# [EXERCISE DESCRIPTION]
In the data below, find every line that has the string "mounted", and copy it.

# [STUDY MATERIAL]
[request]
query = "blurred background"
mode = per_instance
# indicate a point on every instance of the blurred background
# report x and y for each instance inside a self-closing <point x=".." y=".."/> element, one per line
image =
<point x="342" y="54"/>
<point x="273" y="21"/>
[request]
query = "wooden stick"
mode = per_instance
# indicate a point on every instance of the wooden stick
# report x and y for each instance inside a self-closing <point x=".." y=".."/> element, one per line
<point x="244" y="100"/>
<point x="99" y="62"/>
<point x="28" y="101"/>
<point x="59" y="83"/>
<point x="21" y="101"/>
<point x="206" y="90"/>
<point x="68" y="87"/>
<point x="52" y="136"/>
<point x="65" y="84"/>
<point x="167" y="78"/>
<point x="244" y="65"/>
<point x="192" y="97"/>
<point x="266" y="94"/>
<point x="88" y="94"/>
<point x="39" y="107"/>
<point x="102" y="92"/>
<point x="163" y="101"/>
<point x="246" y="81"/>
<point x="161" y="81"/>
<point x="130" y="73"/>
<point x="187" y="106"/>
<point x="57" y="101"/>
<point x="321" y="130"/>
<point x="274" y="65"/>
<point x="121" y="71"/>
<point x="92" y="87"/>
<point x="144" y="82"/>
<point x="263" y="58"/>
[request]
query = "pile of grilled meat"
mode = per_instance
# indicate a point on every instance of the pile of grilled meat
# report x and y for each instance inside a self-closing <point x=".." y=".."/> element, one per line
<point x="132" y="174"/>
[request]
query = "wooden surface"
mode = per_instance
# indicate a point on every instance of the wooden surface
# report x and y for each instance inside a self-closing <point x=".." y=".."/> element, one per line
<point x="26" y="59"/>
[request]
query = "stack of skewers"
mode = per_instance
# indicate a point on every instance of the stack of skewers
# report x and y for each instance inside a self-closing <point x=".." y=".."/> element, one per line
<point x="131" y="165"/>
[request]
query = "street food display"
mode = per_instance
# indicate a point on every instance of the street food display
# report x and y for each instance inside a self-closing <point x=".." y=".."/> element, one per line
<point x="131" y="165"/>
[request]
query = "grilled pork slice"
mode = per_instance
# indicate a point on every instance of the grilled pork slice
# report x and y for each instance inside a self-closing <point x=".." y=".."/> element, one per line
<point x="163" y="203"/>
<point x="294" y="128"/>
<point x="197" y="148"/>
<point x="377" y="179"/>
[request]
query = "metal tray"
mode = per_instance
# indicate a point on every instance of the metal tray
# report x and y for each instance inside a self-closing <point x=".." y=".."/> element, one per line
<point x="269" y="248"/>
* * *
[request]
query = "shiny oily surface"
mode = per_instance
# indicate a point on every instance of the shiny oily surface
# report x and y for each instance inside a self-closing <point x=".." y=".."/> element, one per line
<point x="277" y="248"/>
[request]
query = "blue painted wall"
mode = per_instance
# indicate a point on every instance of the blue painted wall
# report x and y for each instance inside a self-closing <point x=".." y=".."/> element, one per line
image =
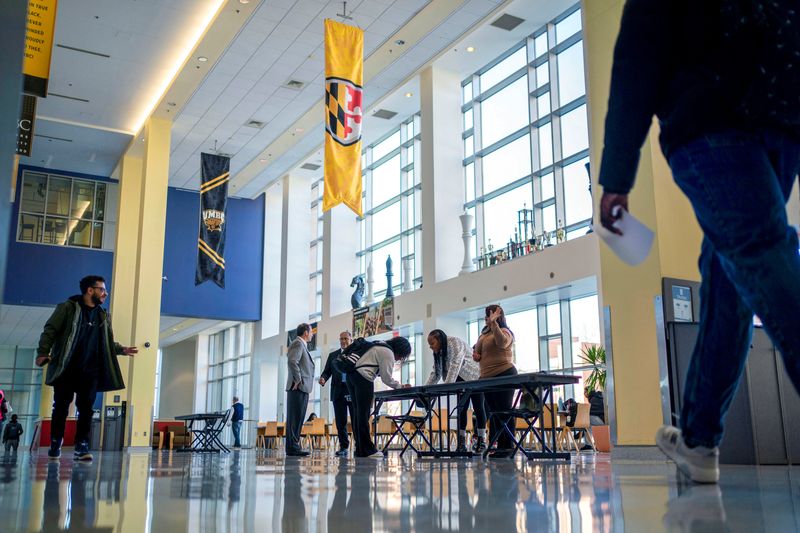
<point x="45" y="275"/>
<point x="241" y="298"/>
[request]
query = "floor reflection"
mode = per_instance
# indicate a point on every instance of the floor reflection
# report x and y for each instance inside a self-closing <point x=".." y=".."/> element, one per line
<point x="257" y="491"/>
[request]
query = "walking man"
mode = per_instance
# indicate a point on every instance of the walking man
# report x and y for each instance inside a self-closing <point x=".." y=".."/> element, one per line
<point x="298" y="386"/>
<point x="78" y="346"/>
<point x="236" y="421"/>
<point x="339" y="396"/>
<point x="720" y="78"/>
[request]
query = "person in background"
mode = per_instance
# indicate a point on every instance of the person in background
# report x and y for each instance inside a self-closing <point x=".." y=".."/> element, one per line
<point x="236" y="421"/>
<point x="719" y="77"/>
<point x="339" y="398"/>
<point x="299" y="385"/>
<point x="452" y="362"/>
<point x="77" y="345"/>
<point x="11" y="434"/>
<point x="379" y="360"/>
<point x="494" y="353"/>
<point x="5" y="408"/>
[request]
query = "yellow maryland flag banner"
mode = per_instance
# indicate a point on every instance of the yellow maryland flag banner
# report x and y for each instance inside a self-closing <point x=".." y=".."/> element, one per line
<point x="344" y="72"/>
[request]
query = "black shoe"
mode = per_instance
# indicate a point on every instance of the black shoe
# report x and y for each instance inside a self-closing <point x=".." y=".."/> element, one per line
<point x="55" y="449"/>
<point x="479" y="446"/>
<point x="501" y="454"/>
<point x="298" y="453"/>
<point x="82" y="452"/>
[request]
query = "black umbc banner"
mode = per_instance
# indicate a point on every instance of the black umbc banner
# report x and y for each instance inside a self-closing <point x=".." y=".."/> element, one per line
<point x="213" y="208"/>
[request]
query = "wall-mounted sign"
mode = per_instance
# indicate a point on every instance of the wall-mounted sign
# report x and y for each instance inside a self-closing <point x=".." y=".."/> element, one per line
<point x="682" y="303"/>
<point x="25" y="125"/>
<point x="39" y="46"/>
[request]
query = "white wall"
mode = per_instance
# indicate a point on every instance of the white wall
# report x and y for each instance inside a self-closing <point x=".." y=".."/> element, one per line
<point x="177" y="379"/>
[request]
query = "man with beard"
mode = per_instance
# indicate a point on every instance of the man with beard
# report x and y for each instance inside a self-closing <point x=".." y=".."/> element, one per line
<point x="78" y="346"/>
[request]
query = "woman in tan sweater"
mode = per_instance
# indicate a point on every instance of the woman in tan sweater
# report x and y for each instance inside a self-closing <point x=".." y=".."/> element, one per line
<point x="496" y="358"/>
--
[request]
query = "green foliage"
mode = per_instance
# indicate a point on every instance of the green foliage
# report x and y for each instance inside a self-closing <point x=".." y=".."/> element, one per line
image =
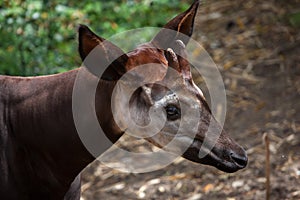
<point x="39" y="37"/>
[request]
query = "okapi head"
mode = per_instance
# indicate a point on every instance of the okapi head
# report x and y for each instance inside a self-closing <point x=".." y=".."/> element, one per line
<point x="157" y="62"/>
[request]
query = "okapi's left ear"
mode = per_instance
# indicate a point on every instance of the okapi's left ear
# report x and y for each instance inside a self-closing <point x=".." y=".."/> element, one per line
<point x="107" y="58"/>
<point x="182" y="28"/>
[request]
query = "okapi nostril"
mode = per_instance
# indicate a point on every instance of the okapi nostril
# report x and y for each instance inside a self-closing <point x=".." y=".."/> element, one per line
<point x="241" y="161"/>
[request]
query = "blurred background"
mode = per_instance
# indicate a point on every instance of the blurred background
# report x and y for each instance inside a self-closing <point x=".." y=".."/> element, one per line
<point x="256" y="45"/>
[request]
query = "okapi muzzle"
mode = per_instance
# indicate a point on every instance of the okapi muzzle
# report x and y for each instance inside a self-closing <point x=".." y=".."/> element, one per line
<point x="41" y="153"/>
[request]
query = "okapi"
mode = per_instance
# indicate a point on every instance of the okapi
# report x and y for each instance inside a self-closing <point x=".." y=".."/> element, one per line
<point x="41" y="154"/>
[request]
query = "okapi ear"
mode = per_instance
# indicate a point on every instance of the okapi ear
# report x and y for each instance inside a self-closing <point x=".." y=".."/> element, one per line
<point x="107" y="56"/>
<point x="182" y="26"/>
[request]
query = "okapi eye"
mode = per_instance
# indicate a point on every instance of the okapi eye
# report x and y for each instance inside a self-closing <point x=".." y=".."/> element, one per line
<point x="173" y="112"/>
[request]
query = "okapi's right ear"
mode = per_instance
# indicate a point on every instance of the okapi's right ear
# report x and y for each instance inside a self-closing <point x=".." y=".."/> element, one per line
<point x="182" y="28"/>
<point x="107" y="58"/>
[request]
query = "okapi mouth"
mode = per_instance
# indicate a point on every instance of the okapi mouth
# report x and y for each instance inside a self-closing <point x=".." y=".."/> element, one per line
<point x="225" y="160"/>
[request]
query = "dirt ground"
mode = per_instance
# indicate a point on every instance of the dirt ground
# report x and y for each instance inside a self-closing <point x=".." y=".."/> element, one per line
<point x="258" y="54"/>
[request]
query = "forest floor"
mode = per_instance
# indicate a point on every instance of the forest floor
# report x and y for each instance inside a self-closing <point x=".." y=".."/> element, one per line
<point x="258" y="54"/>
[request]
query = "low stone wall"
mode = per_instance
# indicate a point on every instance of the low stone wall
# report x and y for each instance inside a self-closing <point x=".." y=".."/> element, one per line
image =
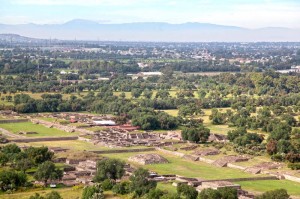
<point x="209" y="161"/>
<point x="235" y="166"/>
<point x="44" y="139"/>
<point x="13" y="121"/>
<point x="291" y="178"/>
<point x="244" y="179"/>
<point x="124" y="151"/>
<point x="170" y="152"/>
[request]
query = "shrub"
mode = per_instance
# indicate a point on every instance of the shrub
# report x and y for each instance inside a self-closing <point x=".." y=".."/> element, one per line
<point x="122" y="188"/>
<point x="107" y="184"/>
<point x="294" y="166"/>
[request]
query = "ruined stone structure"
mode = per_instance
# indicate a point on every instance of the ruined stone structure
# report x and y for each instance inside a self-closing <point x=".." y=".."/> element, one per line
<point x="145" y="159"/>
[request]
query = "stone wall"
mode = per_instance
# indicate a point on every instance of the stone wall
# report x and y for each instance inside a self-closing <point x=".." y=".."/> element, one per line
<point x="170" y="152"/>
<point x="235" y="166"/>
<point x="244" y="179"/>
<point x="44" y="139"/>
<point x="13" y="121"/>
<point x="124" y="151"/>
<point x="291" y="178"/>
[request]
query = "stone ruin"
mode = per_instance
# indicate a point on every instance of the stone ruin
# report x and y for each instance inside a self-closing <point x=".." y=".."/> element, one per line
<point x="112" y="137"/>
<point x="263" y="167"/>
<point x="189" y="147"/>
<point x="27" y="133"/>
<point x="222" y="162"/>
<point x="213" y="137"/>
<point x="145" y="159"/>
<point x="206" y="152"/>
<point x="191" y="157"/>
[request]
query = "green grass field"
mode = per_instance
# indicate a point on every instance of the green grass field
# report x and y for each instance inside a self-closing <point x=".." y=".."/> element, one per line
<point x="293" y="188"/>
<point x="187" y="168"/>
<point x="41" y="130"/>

# [PROBLEM SOLUTION]
query = "wall-mounted sign"
# indicate a point on every instance of the wall-mounted sign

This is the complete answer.